Talk pages of subpages and archives

It seems that there's no consensus yet on using OpenStreetMap way ID (P10689) (or OpenStreetMap relation ID (P402) and OpenStreetMap node ID (P11693), respectively) in SDC. Using those properties would allow using SPARQL queries based on OSM IDs, like https://w.wiki/B3sq or https://w.wiki/B3su - with the advantage that such a query could return multiple views of an OSM map feature (similar to Google Maps Images for a map object). What's your opinion on this proposal? Fl.schmitt (talk) 06:19, 30 August 2024 (UTC)Reply

Better example: https://w.wiki/B3t6 ("Big Ben", London) Fl.schmitt (talk) 06:33, 30 August 2024 (UTC)Reply
Query for current usage of P10689, grouped by OSM ID: https://w.wiki/B3tC Fl.schmitt (talk) 06:37, 30 August 2024 (UTC)Reply
If i remember correctly, the opposition to using OSM identifiers in Wikidata was that the OSM identifiers weren't stable. The proposed method then was to add Wikidata items to OSM and link from OSM to Wikidata. This would also create a permanent identifier to OSM for an entity. However, the problem with this approach was that it is impossible to know in the wiki Lua/template code if there was anything on the OSM side, which is a problem when the template creates links to OSM or uses OSM location in maps. Soving this for inwiki use would require adding it to software (Lua/Wikidata) and afaik only workaround is to add these as properties. In SPARQL however images can be queried using federated queries ( https://w.wiki/B3tZ or https://w.wiki/B3tt), but with performance penalty. --Zache (talk) 07:05, 30 August 2024 (UTC)Reply
Photos don’t have OSM way/relation/node IDs, only the depicted places have them. Therefore I don’t think these properties should be used directly in SDC: add them to the appropriate Wikidata item and link to that using depicts (P180). Those can also be queried, using federation:
#defaultView:ImageGrid
select ?place ?placeLabel ?thumb with {
  select * {
    service <https://query.wikidata.org/sparql> {
      bind('54486345' as ?way_id).
      ?place wdt:P10689 ?way_id;
             rdfs:label ?placeLabel.
      filter (lang(?placeLabel) = "en").
    }
  } 
} as %places where {
  include %places. 
  ?image wdt:P180 ?place;
         schema:url ?thumb.

==*==

# [REQUIRED TASK 1]
Show every line of the entries that contains the word "leafy".

Collected data entries:

==*==

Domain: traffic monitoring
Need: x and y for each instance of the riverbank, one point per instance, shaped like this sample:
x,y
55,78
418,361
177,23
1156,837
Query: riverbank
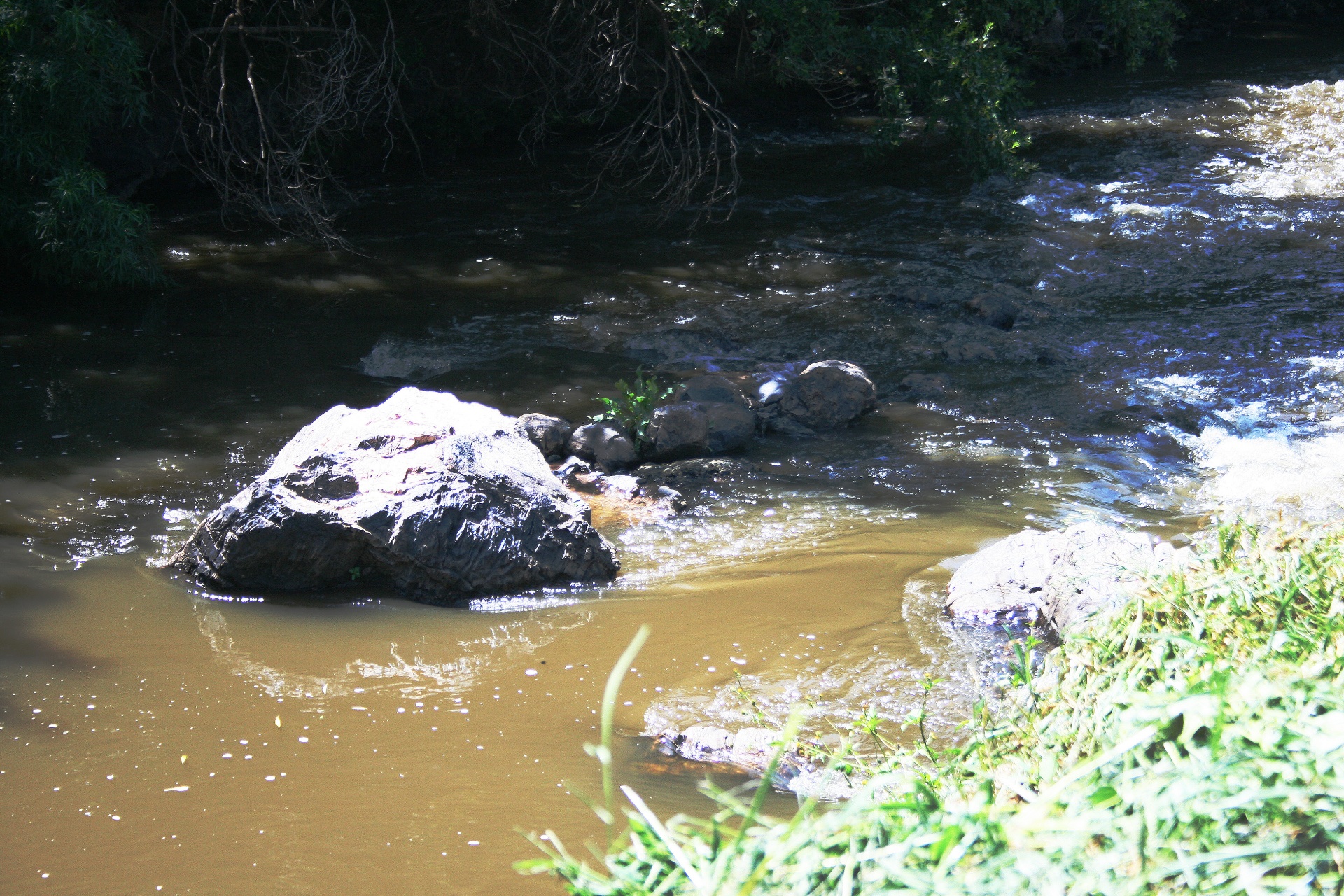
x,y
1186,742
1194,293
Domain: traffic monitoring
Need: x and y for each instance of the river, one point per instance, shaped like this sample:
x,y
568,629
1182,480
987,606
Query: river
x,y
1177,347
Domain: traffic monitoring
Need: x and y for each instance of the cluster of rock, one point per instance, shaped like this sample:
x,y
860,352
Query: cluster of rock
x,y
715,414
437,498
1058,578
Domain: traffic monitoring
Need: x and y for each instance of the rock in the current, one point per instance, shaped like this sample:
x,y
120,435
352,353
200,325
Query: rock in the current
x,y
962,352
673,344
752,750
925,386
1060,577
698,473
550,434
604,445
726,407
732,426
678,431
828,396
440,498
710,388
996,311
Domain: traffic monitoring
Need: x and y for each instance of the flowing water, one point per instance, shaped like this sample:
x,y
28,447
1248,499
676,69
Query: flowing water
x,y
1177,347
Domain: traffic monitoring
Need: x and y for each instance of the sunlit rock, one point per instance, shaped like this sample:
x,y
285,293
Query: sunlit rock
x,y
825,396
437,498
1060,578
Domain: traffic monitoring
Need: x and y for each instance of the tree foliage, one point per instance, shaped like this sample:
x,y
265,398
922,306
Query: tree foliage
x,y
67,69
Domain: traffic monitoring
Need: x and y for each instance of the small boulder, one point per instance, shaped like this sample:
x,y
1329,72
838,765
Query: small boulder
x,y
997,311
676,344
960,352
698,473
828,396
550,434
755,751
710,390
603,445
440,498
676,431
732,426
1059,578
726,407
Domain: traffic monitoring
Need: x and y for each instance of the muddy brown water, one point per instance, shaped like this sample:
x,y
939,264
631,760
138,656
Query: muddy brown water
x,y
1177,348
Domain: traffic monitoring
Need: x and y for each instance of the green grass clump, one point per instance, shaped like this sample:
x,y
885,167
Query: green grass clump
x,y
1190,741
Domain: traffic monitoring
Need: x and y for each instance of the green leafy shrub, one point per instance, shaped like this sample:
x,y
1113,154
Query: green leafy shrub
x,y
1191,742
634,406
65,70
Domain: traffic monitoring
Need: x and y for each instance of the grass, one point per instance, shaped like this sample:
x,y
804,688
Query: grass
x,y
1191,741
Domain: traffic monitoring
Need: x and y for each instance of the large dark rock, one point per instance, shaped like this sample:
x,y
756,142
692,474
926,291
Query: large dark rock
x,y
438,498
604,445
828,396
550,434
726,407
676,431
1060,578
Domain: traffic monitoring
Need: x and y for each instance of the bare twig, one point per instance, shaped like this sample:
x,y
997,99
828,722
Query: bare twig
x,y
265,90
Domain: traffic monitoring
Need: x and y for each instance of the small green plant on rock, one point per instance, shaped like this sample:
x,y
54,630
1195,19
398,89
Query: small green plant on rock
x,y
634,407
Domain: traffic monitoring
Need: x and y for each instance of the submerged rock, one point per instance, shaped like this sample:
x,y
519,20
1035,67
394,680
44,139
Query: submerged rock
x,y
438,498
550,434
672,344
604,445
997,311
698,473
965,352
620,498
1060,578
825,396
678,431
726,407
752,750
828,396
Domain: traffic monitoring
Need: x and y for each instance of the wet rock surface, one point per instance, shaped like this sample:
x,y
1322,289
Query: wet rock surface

==*==

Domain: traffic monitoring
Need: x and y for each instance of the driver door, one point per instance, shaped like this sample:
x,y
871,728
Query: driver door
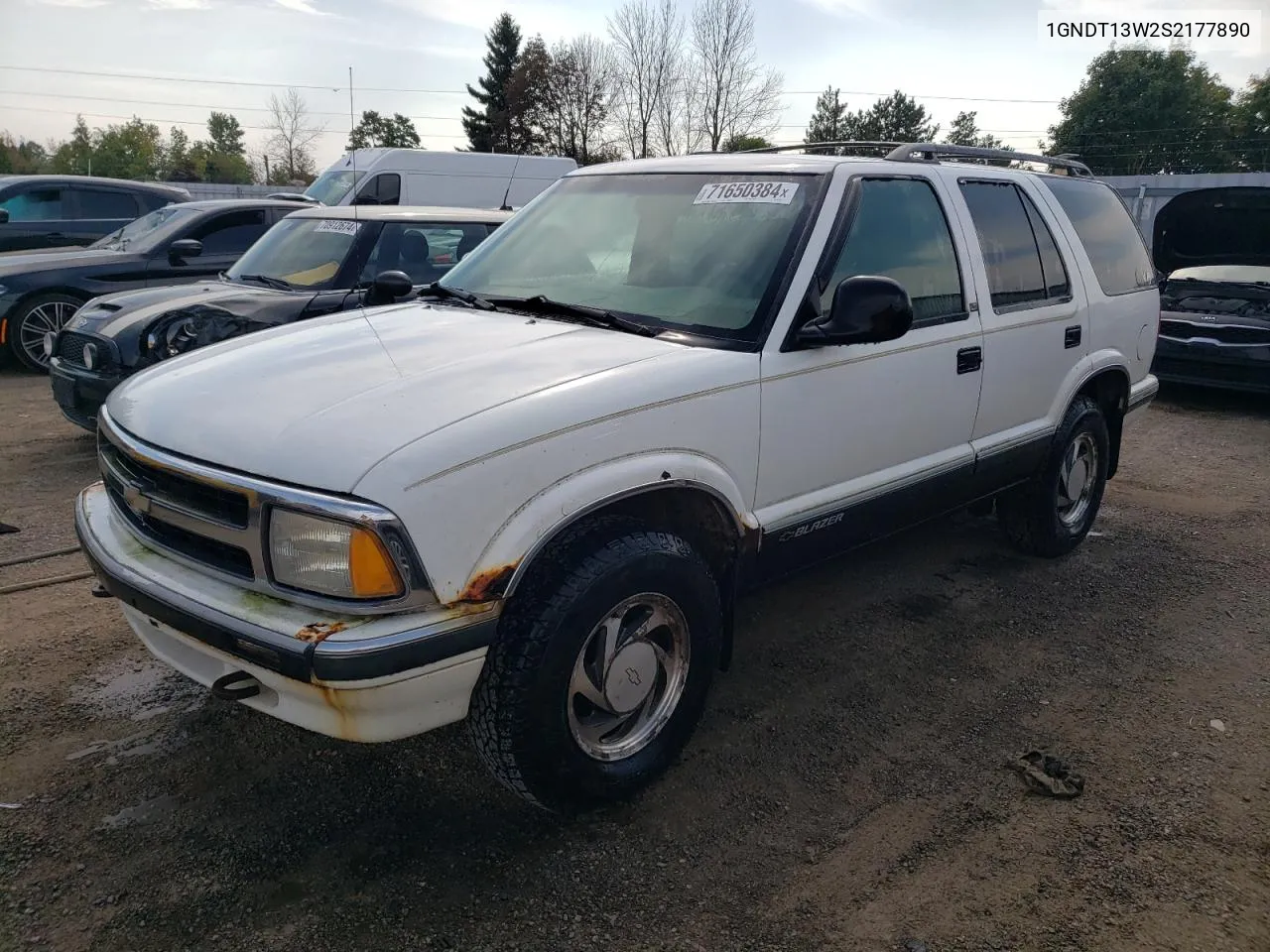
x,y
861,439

==*==

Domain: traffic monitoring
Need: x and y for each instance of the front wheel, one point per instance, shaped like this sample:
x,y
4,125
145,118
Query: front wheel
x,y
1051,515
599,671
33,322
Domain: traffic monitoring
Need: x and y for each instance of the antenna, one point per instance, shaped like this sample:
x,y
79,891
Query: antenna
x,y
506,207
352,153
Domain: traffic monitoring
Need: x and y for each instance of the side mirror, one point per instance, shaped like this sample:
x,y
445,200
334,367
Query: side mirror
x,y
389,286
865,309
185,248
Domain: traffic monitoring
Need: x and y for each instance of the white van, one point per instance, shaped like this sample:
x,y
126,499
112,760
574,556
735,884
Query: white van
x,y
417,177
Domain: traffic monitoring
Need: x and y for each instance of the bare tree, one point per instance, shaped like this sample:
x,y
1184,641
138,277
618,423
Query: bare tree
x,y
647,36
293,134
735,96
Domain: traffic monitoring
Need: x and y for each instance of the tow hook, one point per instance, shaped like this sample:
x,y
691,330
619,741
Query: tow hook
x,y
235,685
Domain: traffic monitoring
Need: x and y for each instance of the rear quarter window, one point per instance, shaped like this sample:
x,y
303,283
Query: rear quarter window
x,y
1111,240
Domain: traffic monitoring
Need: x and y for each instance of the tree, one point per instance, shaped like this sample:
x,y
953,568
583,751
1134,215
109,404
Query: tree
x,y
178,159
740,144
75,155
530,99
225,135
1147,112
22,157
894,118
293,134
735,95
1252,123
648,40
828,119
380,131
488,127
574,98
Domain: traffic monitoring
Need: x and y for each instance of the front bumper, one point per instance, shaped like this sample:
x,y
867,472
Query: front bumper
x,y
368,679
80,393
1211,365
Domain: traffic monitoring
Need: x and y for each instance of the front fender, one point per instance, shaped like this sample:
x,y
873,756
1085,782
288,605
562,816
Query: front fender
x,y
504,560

==*==

# [REQUIRED TASK 2]
Resume the discussion of OpenStreetMap IDs in structured data on Commons, starting right after its last line.

# [TASK RESULT 1]
Need: x and y for each instance of the green leafy shrub, one point per instance, shaped like this sample:
Query: green leafy shrub

# [TASK RESULT 2]
}
Try it! (By the way, as you can see from these results, your example of finding the Big Ben / Elizabeth Tower by the ID https://www.openstreetmap.org/way/54486345 is wrong: it’s the nearby St Margaret’s Church. This doesn’t invalidate your example, but it does mean that the files your query finds have incorrect SDC and should be fixed.) —Tacsipacsi (talk) 13:35, 1 September 2024 (UTC)Reply
@Tacsipacsi: Thanks a lot - that's in fact interesting, I didn't check the OSM ID for the Big Ben example. Good hint, I will look at it. Regarding "Photos don’t have OSM way/relation/node IDs, only the depicted places have them": Here I disagree - that's exactly the point of my question. Of course, there's no such thing like a 1:1 relation between a photo and it's object (insofar I agree). But there are 429,892 OSM tags which have Commons Files or Categories "attached". So while OSM entities have Commons content (and Categories/Files can reference OSM objects using {{On OSM}} or {{OSMLink}}), there seems to be a practical need for such relations. Usage Bot has collected more than 200,000 commons files used on OSM. I admit that OSM identifiers may not be stable, but is this a practical problem? This looks like a standard maintenance task to be done by a bot - periodically check such ID references for validity.
Regarding depicts (P180): Using that property in SDC works only in cases if there's a wikidata item as target. But on OSM, the wikimedia_commons or image attributes are used on objects like hiking sign posts, wayside shrines or other "non-notable" things. Especially for hiking sign posts (but also for fountains, sculptures and other 3d objects), it would be very useful to have multiple images available, showing different perspectives of that object. On OSM, there's currently no "recommended" way to reference multiple images, leading to an incoherent use of the respective tags. Assigning an OSM node ID to a Commons file would allow a 1:n relation between OSM objects and Commons files. Fl.schmitt (talk) 17:34, 1 September 2024 (UTC)Reply
To add to previous comments: OpenStreetMap way ID (P10689), OpenStreetMap relation ID (P402) & OpenStreetMap node ID (P11693) shouldn't be used here at all. It's just data pollution. Multichill (talk) 20:05, 30 September 2024 (UTC)Reply

sdc experts? how to query based on camera data?

edit

@XRay asked in Commons:Categories_for_discussion/2024/09/Photographs_by_technical_parameters#c-XRay-20240925100400-Voting, how to search for files based on iso values, etc.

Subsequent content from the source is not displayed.